* **Do this**
Copy the passage on Lyman Gillett Hinckley word for word, from "Lyman Gillett Hinckley (April" to "1874 to 1876.".

* **Given passage**
= = = =
Lyman Gillett Hinckley (April 13, 1832 – November 26, 1887) was a lawyer and politician who served as the 30th lieutenant governor of Vermont from 1874 to 1876.

Early life
Lyman Gillett Hinckley was born in the Post Mills area of Thetford, Vermont on April 13, 1832, a son of Lyman Hinckley and Phebe (Gillett) Hinckley. His father was a noted anti-slavery activist and served in local offices including assistant judge of the Orange County court.

Hinckley attended the schools of Thetford and graduated from Thetford Academy in 1851. In 1852, he began attendance at Dartmouth College while teaching school and selling books and newspaper subscriptions door-to-door to pay his tuition. He graduated in 1856, and moved to Chelsea. Hinckley studied law with William Hebard and Burnham Martin and was admitted to the bar in 1860. Hinckley did not actively practice law, preferring instead to concentrate on his duties as county clerk.
= = = =
* **Excerpted data**
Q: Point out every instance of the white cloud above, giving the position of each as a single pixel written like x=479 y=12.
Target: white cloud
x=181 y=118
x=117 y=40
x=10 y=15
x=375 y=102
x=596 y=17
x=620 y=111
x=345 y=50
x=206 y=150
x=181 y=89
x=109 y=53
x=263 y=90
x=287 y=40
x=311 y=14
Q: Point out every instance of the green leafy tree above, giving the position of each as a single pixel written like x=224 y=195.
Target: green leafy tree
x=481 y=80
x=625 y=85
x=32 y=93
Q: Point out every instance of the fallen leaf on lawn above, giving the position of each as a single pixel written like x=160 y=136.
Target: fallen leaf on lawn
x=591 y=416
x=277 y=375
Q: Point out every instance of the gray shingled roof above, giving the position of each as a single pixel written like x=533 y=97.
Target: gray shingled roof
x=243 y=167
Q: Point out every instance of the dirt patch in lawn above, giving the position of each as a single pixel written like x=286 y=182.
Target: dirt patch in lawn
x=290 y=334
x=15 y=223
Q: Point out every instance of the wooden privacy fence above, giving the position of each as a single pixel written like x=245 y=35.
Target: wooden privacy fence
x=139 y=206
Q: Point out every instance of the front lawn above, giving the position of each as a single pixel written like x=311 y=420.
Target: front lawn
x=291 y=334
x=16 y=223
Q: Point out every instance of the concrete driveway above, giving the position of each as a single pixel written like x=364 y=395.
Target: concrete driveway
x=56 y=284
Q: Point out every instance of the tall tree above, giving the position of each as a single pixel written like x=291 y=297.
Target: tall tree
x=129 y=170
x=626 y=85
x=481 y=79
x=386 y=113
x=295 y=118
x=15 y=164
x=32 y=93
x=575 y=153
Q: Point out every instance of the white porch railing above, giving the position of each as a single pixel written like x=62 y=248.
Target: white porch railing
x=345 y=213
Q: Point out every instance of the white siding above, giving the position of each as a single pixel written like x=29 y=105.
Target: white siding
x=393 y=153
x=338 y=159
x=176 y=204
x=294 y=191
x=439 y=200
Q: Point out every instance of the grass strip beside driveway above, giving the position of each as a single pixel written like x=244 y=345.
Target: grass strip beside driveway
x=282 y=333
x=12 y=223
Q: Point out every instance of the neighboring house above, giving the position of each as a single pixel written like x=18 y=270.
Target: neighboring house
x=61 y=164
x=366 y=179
= = = =
* **Answer for the task**
Lyman Gillett Hinckley (April 13, 1832 – November 26, 1887) was a lawyer and politician who served as the 30th lieutenant governor of Vermont from 1874 to 1876.